→ What is needed
Go through the data and count the lines holding the string "blue". Write only the number.
─── Records shown
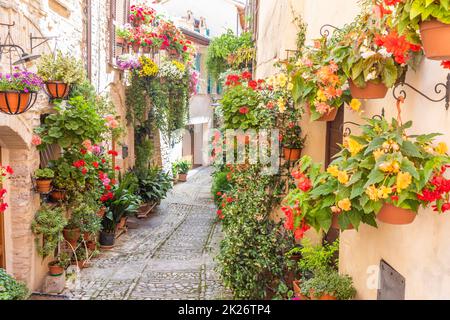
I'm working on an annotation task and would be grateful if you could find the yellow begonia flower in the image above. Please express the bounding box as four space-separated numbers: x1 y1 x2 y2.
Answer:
172 60 186 73
327 165 340 178
277 98 286 113
338 198 352 212
277 73 287 87
347 138 364 156
287 82 294 91
373 149 385 161
379 160 400 174
317 89 327 102
337 171 349 184
435 142 449 155
349 99 362 112
366 185 379 201
396 172 412 192
378 186 392 199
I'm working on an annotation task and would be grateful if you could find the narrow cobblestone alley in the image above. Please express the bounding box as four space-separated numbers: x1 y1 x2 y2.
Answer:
63 167 231 300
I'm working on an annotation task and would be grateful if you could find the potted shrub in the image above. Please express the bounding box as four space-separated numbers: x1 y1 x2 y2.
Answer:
37 50 85 99
135 167 172 216
31 205 67 258
290 37 351 122
34 168 55 194
282 122 306 162
391 0 450 60
63 215 82 248
175 160 191 182
129 4 156 27
324 118 450 226
0 67 43 115
48 252 70 276
300 269 356 300
71 199 102 241
72 247 87 269
115 24 133 46
332 11 421 99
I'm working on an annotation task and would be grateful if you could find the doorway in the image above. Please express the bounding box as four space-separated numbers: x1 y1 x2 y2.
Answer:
324 107 344 244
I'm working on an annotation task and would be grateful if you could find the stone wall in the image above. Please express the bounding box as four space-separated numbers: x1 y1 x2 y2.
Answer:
0 0 133 291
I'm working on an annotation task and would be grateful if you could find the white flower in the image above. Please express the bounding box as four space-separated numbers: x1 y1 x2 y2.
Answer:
378 48 392 58
361 50 376 59
366 70 377 81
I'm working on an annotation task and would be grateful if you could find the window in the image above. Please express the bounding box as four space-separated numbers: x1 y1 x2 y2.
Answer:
109 0 130 64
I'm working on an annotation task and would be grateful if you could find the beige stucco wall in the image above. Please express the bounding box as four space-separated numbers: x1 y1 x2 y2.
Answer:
255 0 450 299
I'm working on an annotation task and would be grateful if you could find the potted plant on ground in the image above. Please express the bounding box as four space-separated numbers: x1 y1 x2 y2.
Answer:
325 117 450 226
390 0 450 60
71 198 102 242
48 252 70 276
37 50 85 99
290 37 351 121
0 67 43 115
63 215 82 248
34 168 55 194
300 269 356 300
175 160 191 182
282 122 306 161
135 167 171 217
72 246 87 269
332 10 421 99
31 205 67 258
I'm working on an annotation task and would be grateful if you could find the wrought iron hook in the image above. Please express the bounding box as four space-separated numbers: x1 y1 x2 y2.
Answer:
320 24 341 38
393 74 450 111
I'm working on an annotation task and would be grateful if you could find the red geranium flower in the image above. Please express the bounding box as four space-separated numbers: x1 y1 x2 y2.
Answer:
81 167 88 175
239 107 250 115
108 150 119 157
248 80 258 90
0 203 8 212
92 162 99 169
115 166 121 171
5 166 13 175
441 61 450 70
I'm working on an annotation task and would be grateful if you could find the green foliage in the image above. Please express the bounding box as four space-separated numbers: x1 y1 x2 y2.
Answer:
394 0 450 40
70 80 117 118
125 74 150 126
135 138 154 172
221 84 274 130
217 165 294 299
70 194 102 235
206 30 254 81
34 96 107 149
37 50 85 84
31 205 67 258
297 239 339 274
0 269 29 300
173 160 191 174
282 123 306 149
300 269 356 300
134 167 173 204
34 168 54 179
211 169 232 205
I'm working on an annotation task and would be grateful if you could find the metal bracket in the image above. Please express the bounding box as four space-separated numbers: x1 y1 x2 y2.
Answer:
341 109 385 136
320 24 341 38
30 33 57 53
393 74 450 111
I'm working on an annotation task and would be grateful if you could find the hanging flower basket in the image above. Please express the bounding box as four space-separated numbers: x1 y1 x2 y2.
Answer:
377 204 417 225
0 91 37 115
44 81 71 100
420 20 450 60
283 148 302 162
349 79 388 100
36 179 52 194
317 108 338 122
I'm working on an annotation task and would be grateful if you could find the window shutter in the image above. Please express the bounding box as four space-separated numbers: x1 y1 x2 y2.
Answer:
109 0 130 64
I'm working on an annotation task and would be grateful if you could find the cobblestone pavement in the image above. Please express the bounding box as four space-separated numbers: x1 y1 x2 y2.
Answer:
63 167 231 300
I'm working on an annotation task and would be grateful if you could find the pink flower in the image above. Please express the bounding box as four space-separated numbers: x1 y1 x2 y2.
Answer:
316 103 331 115
302 58 313 67
32 135 42 146
82 139 93 152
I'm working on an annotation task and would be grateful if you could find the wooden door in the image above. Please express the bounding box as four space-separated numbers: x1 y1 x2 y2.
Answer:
324 107 344 244
0 147 5 269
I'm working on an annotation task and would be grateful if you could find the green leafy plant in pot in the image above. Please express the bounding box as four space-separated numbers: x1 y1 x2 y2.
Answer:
37 50 85 99
281 122 306 162
31 205 67 258
174 160 191 182
48 252 70 277
34 168 55 194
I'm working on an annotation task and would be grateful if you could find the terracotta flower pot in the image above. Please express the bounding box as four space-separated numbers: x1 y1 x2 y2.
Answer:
36 179 52 194
178 173 188 182
308 103 338 122
63 228 81 247
48 262 64 276
420 20 450 60
117 217 127 230
87 241 97 251
319 294 338 300
116 37 125 46
45 81 70 99
283 148 302 162
50 190 66 202
97 207 106 218
331 213 354 230
293 280 309 300
0 91 34 114
377 203 417 225
138 203 152 216
83 232 90 241
349 79 388 99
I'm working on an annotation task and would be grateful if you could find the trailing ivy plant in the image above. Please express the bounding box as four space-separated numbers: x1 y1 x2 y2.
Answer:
31 205 67 258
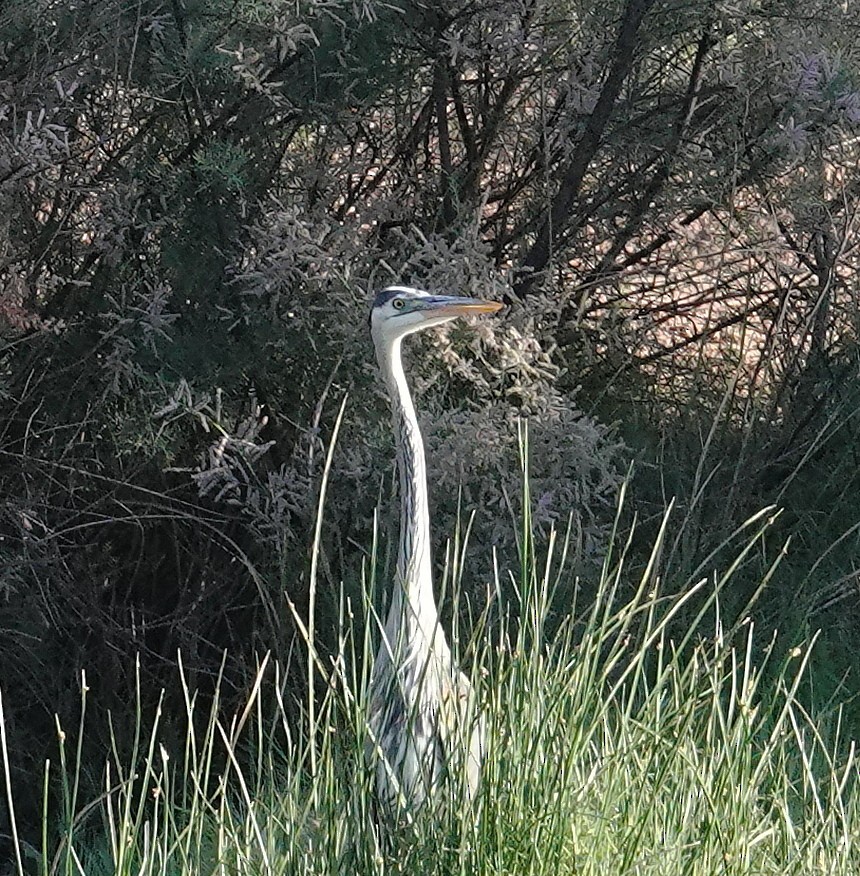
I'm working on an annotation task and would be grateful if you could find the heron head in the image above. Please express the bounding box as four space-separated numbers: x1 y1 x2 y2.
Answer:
369 286 503 348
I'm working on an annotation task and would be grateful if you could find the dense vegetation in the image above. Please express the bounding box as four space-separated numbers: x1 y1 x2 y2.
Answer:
1 0 860 869
13 517 860 875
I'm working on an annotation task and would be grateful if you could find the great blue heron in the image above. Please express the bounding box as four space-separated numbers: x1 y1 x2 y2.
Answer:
367 286 502 813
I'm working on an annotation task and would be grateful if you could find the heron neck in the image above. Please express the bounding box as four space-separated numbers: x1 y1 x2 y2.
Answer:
380 338 445 652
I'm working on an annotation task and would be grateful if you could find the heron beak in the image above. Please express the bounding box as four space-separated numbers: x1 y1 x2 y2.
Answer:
419 296 504 318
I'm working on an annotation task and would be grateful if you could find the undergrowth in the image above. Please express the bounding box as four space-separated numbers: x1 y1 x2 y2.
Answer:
1 475 857 876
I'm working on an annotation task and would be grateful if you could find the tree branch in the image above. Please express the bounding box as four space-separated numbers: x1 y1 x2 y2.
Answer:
513 0 656 298
434 59 456 227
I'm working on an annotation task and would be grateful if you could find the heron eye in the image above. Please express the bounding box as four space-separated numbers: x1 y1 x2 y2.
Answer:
392 298 405 310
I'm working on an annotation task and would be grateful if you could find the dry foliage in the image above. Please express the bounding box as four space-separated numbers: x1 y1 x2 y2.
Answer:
2 0 860 854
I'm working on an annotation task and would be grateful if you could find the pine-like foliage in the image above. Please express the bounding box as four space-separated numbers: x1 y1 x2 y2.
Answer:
2 0 860 857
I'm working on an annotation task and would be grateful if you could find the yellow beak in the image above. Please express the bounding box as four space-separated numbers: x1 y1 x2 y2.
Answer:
420 296 504 317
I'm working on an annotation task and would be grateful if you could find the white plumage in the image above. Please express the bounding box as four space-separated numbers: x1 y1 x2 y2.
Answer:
366 286 500 813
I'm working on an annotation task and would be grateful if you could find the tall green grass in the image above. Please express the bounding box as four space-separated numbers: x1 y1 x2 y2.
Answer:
2 483 858 875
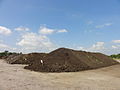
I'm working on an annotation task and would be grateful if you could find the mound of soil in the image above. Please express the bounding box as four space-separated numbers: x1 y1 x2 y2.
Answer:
25 48 119 72
6 53 47 64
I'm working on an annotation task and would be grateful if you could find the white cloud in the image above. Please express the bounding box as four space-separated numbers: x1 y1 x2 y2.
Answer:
76 47 86 51
76 42 105 53
89 41 120 54
17 32 56 53
87 21 93 25
15 26 68 53
90 42 105 51
76 41 120 55
112 45 118 49
0 26 12 35
110 45 120 54
112 45 120 49
105 23 113 26
112 40 120 43
0 42 16 52
15 26 30 31
95 23 112 29
39 26 68 34
0 25 68 53
39 26 55 35
96 25 104 29
57 29 68 33
0 43 9 48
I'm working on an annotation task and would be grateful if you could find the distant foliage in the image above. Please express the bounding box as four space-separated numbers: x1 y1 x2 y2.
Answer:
0 51 20 58
110 54 120 59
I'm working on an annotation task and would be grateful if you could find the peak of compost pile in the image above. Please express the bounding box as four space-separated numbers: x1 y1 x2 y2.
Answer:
6 53 47 64
25 48 119 72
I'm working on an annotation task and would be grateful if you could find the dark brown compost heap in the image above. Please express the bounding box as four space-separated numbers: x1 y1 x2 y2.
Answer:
24 48 119 72
6 53 47 64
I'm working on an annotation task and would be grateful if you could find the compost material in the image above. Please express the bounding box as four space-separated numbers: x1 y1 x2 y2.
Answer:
24 48 119 72
6 53 47 64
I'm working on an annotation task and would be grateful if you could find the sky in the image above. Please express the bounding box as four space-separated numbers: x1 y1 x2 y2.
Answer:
0 0 120 55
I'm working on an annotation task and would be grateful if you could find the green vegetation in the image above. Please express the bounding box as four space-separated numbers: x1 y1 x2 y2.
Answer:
0 51 21 58
110 54 120 59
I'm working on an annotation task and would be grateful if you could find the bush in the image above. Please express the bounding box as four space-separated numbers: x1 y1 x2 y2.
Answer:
110 54 120 59
0 51 20 58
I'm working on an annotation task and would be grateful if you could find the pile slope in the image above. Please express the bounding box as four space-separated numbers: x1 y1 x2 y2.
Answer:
25 48 119 72
6 53 47 64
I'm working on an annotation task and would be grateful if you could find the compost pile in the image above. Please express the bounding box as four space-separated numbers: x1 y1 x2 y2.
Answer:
24 48 119 72
6 53 47 64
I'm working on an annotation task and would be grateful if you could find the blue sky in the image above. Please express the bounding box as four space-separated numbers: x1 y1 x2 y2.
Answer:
0 0 120 54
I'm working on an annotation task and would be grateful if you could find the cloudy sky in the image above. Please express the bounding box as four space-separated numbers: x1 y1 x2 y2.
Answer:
0 0 120 54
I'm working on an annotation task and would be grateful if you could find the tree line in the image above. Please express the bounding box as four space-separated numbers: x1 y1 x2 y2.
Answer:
0 51 22 58
110 54 120 59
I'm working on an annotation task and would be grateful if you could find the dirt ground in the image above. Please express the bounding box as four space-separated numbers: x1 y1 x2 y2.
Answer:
114 59 120 63
0 59 120 90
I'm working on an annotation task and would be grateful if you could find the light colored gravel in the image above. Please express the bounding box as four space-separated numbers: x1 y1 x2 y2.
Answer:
0 59 120 90
115 59 120 63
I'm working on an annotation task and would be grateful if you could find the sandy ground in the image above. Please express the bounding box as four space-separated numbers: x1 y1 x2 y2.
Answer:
114 59 120 63
0 59 120 90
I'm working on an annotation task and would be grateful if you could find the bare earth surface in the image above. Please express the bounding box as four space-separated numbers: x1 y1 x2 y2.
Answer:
0 59 120 90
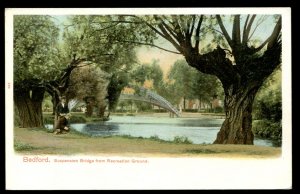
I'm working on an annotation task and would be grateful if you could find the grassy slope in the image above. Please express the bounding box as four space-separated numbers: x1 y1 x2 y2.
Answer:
14 127 281 158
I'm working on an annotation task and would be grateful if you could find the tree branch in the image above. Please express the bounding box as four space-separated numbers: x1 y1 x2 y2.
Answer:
114 40 181 54
177 15 187 38
45 82 61 97
232 15 241 45
251 16 281 53
159 17 182 42
130 15 184 54
247 16 267 41
206 27 224 36
189 15 196 36
195 15 204 53
170 16 186 45
189 15 196 37
267 16 282 49
90 20 142 25
244 15 256 42
185 16 192 38
253 37 270 53
156 22 183 53
216 15 232 47
184 16 194 48
139 18 170 41
242 15 250 44
17 50 23 57
185 46 237 88
91 22 120 32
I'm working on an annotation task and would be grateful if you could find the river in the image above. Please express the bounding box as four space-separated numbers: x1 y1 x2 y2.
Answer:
46 115 276 147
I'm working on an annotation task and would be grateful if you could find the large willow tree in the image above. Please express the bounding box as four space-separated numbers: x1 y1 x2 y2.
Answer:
130 15 282 144
14 16 62 127
13 15 156 127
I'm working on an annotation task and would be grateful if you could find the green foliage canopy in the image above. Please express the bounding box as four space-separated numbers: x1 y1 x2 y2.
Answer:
167 59 223 104
14 15 62 84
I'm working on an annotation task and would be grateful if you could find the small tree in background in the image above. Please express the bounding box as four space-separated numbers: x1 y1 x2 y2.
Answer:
68 63 110 117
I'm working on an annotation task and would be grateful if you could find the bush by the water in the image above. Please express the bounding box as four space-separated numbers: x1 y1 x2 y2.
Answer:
43 112 113 125
252 120 282 142
70 116 88 123
43 115 55 124
43 114 87 124
173 136 193 144
252 68 282 145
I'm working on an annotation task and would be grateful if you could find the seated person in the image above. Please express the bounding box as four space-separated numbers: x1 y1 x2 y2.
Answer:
54 96 70 134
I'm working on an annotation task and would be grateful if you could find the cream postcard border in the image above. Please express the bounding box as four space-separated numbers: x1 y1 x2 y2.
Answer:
──────
→ Solution for this problem
2